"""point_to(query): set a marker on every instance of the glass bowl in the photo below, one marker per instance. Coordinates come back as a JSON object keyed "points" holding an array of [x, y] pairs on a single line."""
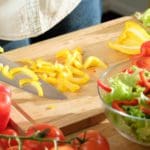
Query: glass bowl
{"points": [[133, 128]]}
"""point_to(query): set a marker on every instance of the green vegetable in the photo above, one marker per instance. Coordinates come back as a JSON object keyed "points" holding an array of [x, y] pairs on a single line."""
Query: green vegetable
{"points": [[124, 87], [144, 18], [135, 124]]}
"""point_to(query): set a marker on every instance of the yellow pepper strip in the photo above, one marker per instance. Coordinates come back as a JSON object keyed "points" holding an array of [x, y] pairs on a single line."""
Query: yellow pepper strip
{"points": [[1, 66], [93, 61], [80, 80], [62, 53], [6, 72], [1, 50], [34, 83], [76, 71], [42, 63], [131, 38], [24, 70], [66, 85], [51, 80], [67, 73]]}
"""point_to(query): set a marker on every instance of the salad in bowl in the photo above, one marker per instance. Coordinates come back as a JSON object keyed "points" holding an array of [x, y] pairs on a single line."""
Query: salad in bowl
{"points": [[125, 92]]}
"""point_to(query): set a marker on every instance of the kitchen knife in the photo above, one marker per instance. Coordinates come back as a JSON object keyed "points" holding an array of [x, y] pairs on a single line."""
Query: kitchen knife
{"points": [[48, 90]]}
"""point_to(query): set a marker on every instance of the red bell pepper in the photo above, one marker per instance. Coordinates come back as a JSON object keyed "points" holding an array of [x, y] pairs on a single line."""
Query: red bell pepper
{"points": [[145, 110], [144, 80], [5, 106], [118, 104], [103, 86], [142, 60]]}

########################################

Copy the lines above exactly, beginning at the line containing "Query: salad in bowl" and stopping at the last line.

Query: salad in bowl
{"points": [[125, 92]]}
"""point_to(query): set a marker on every instance of the kitchen knife in the photo above, one marker per instance. Coordinates come back as a JSON object keyed "points" holding an array of [x, y] pairs on a single line."""
Query: kitchen knife
{"points": [[48, 90]]}
"""point_to(query): set a marker on every instance of the red bell pepper in the photo above, one marker per instance. Coordinates come back as a JSON object keyed "points" holding an array of [x, y] pairs on a single line."""
Query: red bell pepper
{"points": [[145, 110], [144, 80], [5, 106], [118, 104], [103, 86], [142, 60]]}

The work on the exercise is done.